Classes wrap up this week at Queen’s University, which also means students will soon be facing the decision of whether or not to travel home.
First-year nursing student Maria Wassef says she will be heading home after finishing her exams next week.
“I live in the GTA. In Oakville,” Wassef told Global Kingston. “Going home means that I am going home to a much hotter spot than Kingston.”
In many ways, Wassef’s options are limited.
She says after exams are completed she’s not allowed to remain on residence where she lives.
Wassef says she plans to isolate before she leaves and practice public health guidelines when she gets home.
“I do live quite close to my grandparents and ever since everything’s been kind of increasing, they themselves have been wearing a lot of PPE when interacting with us and out of respect I do the same,” Wassef said.
Wassef also plans to isolate when she returns to Kingston from her trip to Oakville.
“We do have in-person classes but they don’t start until two weeks after the semester begins to allow everybody to isolate,” said Wassef.
Gagandeep Kaur is a Masters of Applied Science student at Queen’s, and for her, home is in India’s north.
She is involved in research at the university and says COVID-19 protocols make it impractical for her to travel home.
“If I go back to India, to my parents, then I have to take testing here and then after coming back in here then I have to quarantine for 14 days again, so that doesn’t add up.” said Kaur.
Kaur says even if she could make the trip home, under the current circumstances she wouldn’t.
“I don’t want to risk my parents’ life if I did catch COVID, going home.” said Kaur.
Kingston, Frontenac, Lennox and Addington Public Health’s Chief Medical Officer is recommending students isolate before travelling and after the return to Kingston.

Segmentation mask data:
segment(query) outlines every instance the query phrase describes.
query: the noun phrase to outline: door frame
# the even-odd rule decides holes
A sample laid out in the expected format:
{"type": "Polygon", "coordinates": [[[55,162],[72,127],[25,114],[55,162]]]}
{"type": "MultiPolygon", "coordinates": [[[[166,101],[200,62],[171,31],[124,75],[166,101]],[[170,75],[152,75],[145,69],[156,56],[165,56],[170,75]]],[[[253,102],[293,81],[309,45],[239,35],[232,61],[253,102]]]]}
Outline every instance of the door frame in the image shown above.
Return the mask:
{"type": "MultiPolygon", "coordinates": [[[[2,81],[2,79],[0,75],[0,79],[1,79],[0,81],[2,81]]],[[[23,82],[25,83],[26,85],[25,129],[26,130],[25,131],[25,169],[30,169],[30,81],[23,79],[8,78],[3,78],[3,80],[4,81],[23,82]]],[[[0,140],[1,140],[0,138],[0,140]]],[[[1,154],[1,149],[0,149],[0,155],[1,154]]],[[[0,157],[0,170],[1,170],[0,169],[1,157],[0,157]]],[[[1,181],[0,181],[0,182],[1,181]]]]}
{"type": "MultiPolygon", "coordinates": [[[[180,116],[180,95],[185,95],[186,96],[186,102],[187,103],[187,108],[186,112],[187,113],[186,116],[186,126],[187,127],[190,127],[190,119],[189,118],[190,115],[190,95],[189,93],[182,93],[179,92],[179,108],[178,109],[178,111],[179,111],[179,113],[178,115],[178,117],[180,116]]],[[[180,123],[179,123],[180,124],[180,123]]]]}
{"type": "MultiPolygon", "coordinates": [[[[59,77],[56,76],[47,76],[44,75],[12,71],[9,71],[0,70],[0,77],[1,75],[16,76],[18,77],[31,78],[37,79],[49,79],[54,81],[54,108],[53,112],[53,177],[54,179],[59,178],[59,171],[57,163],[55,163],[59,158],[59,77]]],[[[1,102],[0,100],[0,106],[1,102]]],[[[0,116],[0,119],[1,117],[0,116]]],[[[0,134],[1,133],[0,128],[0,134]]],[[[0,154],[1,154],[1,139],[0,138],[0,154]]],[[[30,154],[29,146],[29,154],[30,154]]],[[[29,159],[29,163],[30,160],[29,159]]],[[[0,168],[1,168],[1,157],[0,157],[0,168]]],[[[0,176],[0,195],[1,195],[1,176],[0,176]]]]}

◆ Prompt 1 ◆
Reproduce the article about Queen's University students going home between "Classes wrap up" and "exams next week.", inclusive.
◆ Prompt 2 ◆
Answer these questions using the article about Queen's University students going home.
(a) What program is Maria Wassef studying in?
(b) Where is Gagandeep Kaur's home?
(c) For how many days would Kaur have to quarantine after coming back?
◆ Prompt 3 ◆
Extend the article about Queen's University students going home, continuing from its last sentence.
None of the data is required for this work.

◆ Task answer 1 ◆
Classes wrap up this week at Queen’s University, which also means students will soon be facing the decision of whether or not to travel home.
First-year nursing student Maria Wassef says she will be heading home after finishing her exams next week.

◆ Task answer 2 ◆
(a) She is a first-year nursing student.
(b) Her home is in India's north.
(c) 14 days.

◆ Task answer 3 ◆
He’s also advising students to socially distance, wear PPE and practice frequent handwashing while away.
“I think the biggest risk is actually when they return to Kingston.” Moore said, acknowledging students will go to areas like the GTA and Montreal, where COVID-19 number are higher.
Moore says discussions with Queen’s University and St. Lawrence College are already underway about holiday return protocols after the Christmas break.
“They are endorsing quarantining for 14 days and we may have a strategy for testing at around day five to seven of any returning student.” said Moore.
Moore say KFL&A Public Health will be monitoring the data from hot spots across the country.
“If the risk increases in those regions I think it will be more and more likely we’ll suggest not only the quarantine but also asymptomatic voluntary testing,” said Moore.
Moore says they are working the testing logistics with the assessment centre, Kingston Health Sciences Centre and lab to ensure the capacity is available.
“Two thousand students in residence at Queen’s, several hundred at St. Lawrence, we don’t want to overstretch our partners, but it’s certainly a strategy that I think we’re considering very strongly.” said Moore.